[Named object pointing entries]

......

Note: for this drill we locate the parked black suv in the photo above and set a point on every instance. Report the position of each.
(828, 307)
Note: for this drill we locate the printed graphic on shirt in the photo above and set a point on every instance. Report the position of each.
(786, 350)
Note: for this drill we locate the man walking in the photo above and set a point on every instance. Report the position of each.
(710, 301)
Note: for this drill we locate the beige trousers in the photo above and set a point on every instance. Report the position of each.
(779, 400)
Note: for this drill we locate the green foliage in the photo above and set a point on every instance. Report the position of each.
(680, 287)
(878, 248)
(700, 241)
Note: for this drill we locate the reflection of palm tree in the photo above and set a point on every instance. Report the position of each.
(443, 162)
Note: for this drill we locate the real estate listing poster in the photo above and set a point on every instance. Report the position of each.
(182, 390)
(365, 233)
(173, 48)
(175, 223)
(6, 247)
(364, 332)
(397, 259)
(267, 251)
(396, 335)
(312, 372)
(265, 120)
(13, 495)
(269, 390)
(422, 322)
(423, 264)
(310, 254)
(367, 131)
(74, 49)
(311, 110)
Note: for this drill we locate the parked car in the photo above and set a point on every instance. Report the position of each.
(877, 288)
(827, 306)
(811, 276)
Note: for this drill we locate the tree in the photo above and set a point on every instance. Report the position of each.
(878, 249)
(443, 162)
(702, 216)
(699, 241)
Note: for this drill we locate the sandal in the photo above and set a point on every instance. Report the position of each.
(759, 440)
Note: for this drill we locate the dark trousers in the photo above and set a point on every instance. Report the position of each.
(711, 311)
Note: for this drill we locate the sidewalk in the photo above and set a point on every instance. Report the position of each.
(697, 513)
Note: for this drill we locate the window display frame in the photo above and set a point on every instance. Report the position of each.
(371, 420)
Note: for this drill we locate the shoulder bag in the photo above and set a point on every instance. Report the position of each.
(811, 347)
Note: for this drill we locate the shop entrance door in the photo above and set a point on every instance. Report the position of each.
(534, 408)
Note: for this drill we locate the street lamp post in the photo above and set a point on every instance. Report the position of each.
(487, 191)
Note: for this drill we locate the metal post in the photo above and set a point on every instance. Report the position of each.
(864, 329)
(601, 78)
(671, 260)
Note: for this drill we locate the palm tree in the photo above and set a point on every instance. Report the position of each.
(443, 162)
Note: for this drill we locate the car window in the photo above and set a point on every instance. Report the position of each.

......

◆ Exercise prompt
Can you give every line of the records above as a Markdown table with the columns "Row" and "Line", numbering the rows and leaving out blank lines?

◆ Reply to the task
| Row | Line |
|---|---|
| 1 | Note: for this drill we locate the parked black suv in the photo above and set a point on every instance. Report the position of each. |
| 2 | (828, 307) |
| 3 | Note: for this drill we locate the printed graphic on shirt in the photo above and set a point on every instance. Report the position of each. |
| 4 | (786, 350) |
| 5 | Note: for this drill we locate the man walking in the photo above and set a point on every instance. Report the position of each. |
| 6 | (710, 301) |
| 7 | Note: for this drill we locate the beige trousers in the photo above and set a point on every instance. Report the position of each. |
| 8 | (779, 400) |
| 9 | Note: for this drill we locate the green foliage in the photo above and set a point on every instance. Report the position of each. |
| 10 | (680, 287) |
| 11 | (878, 248) |
| 12 | (700, 241) |
| 13 | Note: for this drill we locate the reflection of palm tree in the photo above and set a point on every instance. Report the position of each. |
| 14 | (443, 162) |
| 15 | Note: for this drill we locate the real estate listing poster in the photo above and set a point on every instance. Report the position of each. |
| 16 | (182, 390) |
| 17 | (365, 233) |
| 18 | (173, 48) |
| 19 | (175, 223) |
| 20 | (6, 247) |
| 21 | (364, 332) |
| 22 | (397, 259) |
| 23 | (267, 251) |
| 24 | (396, 335) |
| 25 | (312, 372) |
| 26 | (265, 120) |
| 27 | (13, 495) |
| 28 | (269, 390) |
| 29 | (422, 322) |
| 30 | (423, 264) |
| 31 | (310, 254) |
| 32 | (367, 131) |
| 33 | (74, 49) |
| 34 | (311, 110) |
| 35 | Note: for this drill we locate the parked car in the photo above and set a point on every instance. Report the position of each. |
| 36 | (877, 288) |
| 37 | (827, 306) |
| 38 | (811, 276) |
| 39 | Note: for this drill we locate the tree in the photo above and set a point on every instance. Report the position of each. |
| 40 | (878, 249) |
| 41 | (443, 162) |
| 42 | (702, 216) |
| 43 | (699, 241) |
| 44 | Note: for this drill we locate the sandal in the photo above and set a point on every instance. Report the position of each. |
| 45 | (759, 440) |
| 46 | Note: for this drill we locate the dark trousers in the photo above and set a point on every instance. Report the position of each. |
| 47 | (711, 311) |
| 48 | Note: for this drill we locate the sidewalk in the photo above and set a point on every instance. Report the position of each. |
| 49 | (697, 513) |
| 50 | Note: for this drill we locate the window display frame in the photo above and set a point on every instance. Report the position of each. |
| 51 | (371, 420) |
| 52 | Note: for this drill we locate the shoulder bag in the photo above and set a point on every instance. Report the position of each. |
| 53 | (811, 347) |
| 54 | Note: for this drill we locate the shop entrance door in the photo above and set a point on every instance. Report the position of each. |
| 55 | (534, 408) |
| 56 | Note: for this drill we locate the street lamp post in the photo above and set a point on every instance. Report the position of each. |
| 57 | (487, 191) |
| 58 | Note: for this drill we locate the metal post in the photo above and set a point on every instance. Report the position of each. |
| 59 | (864, 329) |
| 60 | (601, 78) |
| 61 | (671, 260) |
| 62 | Note: for this drill we locate the palm tree in the photo above and set a point on every instance. Report the position of each. |
| 63 | (443, 162) |
| 64 | Note: for this drill we locate the car window in the photo above and set a point on every instance. Report the position of each. |